### What you should do
Send back the data below exactly. Drop every picture.
[[ Information, beginning ]]
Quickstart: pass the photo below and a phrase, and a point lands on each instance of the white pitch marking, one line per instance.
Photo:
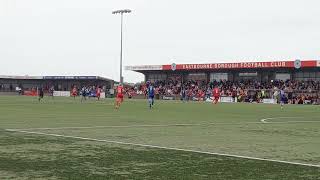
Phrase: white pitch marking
(264, 121)
(166, 148)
[[ Information, end ]]
### Final answer
Quickstart: pass the photo below and a phrase, and a point lands on each instance of the white pitch marking, one line per instance.
Photo:
Phrase: white pitch marking
(264, 121)
(166, 148)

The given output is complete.